* ASSIGNMENT: Draw out every line with the word "xmax" from the listing below.

* DATA PROVIDED:

--- START ---

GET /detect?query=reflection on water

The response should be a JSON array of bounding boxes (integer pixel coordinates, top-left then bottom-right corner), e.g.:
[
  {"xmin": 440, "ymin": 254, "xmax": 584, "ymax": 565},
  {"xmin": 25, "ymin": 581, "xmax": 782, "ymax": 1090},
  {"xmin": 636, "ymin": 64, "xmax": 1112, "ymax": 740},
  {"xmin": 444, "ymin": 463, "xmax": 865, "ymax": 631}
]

--- END ---

* ANSWER TO THIS EXERCISE:
  {"xmin": 440, "ymin": 254, "xmax": 584, "ymax": 565},
  {"xmin": 25, "ymin": 581, "xmax": 782, "ymax": 1090},
  {"xmin": 636, "ymin": 64, "xmax": 1112, "ymax": 740},
  {"xmin": 444, "ymin": 463, "xmax": 865, "ymax": 631}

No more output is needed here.